# START OF Article
The Ball and the Cross
G.K. Chesterton
Introduction by Martin Gardner
(Dover) [1906]
190 p.
In this, one of his earliest novels, Chesterton tells the story of two Scotsmen, MacIan and Turnbull, the former a Catholic and the latter an atheist, trying to settle their differences not through argument but rather by that time-honoured tradition: the duel. But each time they find a quiet place to conduct their business, they are interrupted at the last moment. The characters who wander between them roughly represent different philosophies and views of life, and so the book is a sequence of scenes in which the Catholic and the atheist argue with a wide spectrum of opponents, all the while wanting only to fight one another. In the end the two find that, despite their differences, they can indeed fight side by side, for they share one conviction not shared by the others: devotion to truth.
It is not one of Chesterton’s best books; he himself claimed later in life that he did not like it, even penning a little verse on the subject:
This is a book I do not like,
Take it away to Heckmondwike,
A lurid exile, lost and sad
To punish it for being bad.
You need not take it from the shelf
(I tried to read it once myself:
The speeches jerk, the chapters sprawl,
The story makes no sense at all)
Hide it your Yorkshire moors among
Where no man speaks the English tongue.
His judgement is basically sound: little effort is made to disguise the fact that the minor characters exist only as an occasion to critique one worldview or another. It has some structural problems, too; one gets the impression that he didn’t know from one chapter to the next what would happen; his attempts at probing the deep significance of the conflict between MacIan and Turnbull through their dreams are failures. Yet, even so, I would not be as hard on the book as Chesterton was. There are some good things in it. The premise that a metaphysical dispute can and should be settled by a brawl or duel is itself a Chestertonian joke. Like all of Chesterton’s work, the book is full of good humour and that joie de vivre with which he was so generously endowed.
Chesterton frequently defended the merit of fighting for religious ideas. Here is a passage in which MacIan, the Catholic, recalls the reason for the duel and defends it to a judge:
If he had said of my mother what he said of the Mother of God, there is not a club of clean men in Europe that would deny my right to call him out. If he had said it of my wife, you English would yourselves have pardoned me for beating him like a dog in the market place. Your worship, I have no mother; I have no wife. I have only that which the poor have equally with the rich; which the lonely have equally with the man of many friends. To me this whole strange world is homely, because in the heart of it there is a home; to me this cruel world is kindly, because higher than the heavens there is something more human than humanity. If a man must not fight for this, may he fight for anything?
# END OF Article
# START OF Material
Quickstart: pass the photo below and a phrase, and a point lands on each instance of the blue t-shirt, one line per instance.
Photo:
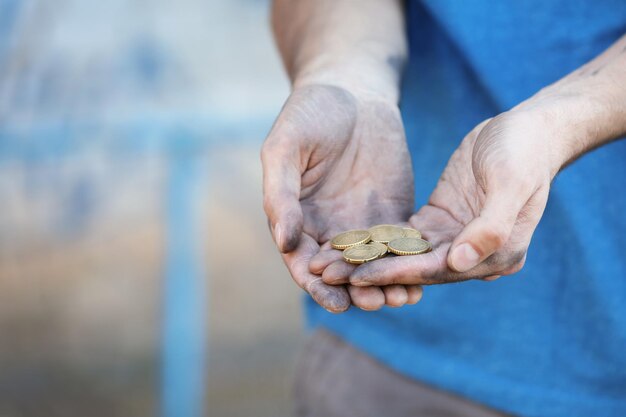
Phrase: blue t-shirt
(550, 340)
# END OF Material
§ Your tasks:
• A. State whether each statement agrees with the review of The Ball and the Cross. Answer yes or no for each, quoting the deciding words: (i) MacIan is the atheist of the two Scotsmen; (ii) Chesterton later said he did not like the book; (iii) the reviewer considers the dream passages successful.
• B. Quote the review of The Ball and the Cross word for word, starting with "It is not one" and going on through "the English tongue.".
The lines have no connection to the review of The Ball and the Cross.

§ Answers to the exercises:
• A.
(i) No: "MacIan and Turnbull, the former a Catholic and the latter an atheist"
(ii) Yes: "he himself claimed later in life that he did not like it"
(iii) No: "his attempts at probing the deep significance of the conflict between MacIan and Turnbull through their dreams are failures"

• B.
It is not one of Chesterton’s best books; he himself claimed later in life that he did not like it, even penning a little verse on the subject:
This is a book I do not like,
Take it away to Heckmondwike,
A lurid exile, lost and sad
To punish it for being bad.
You need not take it from the shelf
(I tried to read it once myself:
The speeches jerk, the chapters sprawl,
The story makes no sense at all)
Hide it your Yorkshire moors among
Where no man speaks the English tongue.